> **WHAT YOU ARE ASKED TO DO**: Reproduce the line that contains "Identify the green" and every line after it through the end of the records, exactly, with nothing added.
[START SOURCE RECORDS]
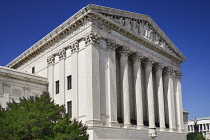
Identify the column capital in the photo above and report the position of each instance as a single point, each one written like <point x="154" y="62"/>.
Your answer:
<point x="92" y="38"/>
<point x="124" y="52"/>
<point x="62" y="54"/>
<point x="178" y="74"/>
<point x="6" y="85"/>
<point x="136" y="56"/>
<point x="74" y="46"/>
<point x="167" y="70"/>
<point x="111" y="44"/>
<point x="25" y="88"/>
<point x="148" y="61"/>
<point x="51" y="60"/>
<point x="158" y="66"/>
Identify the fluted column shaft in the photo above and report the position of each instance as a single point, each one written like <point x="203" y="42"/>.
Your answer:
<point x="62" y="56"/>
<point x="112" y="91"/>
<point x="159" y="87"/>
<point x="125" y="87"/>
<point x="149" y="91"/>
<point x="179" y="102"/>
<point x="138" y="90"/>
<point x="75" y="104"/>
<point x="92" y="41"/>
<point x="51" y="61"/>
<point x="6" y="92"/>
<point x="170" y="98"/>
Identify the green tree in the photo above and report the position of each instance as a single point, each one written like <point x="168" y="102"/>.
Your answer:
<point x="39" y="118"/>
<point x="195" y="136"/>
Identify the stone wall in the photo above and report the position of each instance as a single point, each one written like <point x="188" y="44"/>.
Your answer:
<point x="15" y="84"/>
[END SOURCE RECORDS]
> **TASK SOLUTION**:
Identify the green tree in the photo above and report the position of each instance as a single point, each one written like <point x="168" y="102"/>.
Your answer:
<point x="39" y="118"/>
<point x="195" y="136"/>
Identify the stone wall in the photo above and report the position of each instance as a single point, each one written like <point x="188" y="44"/>.
Your answer:
<point x="15" y="84"/>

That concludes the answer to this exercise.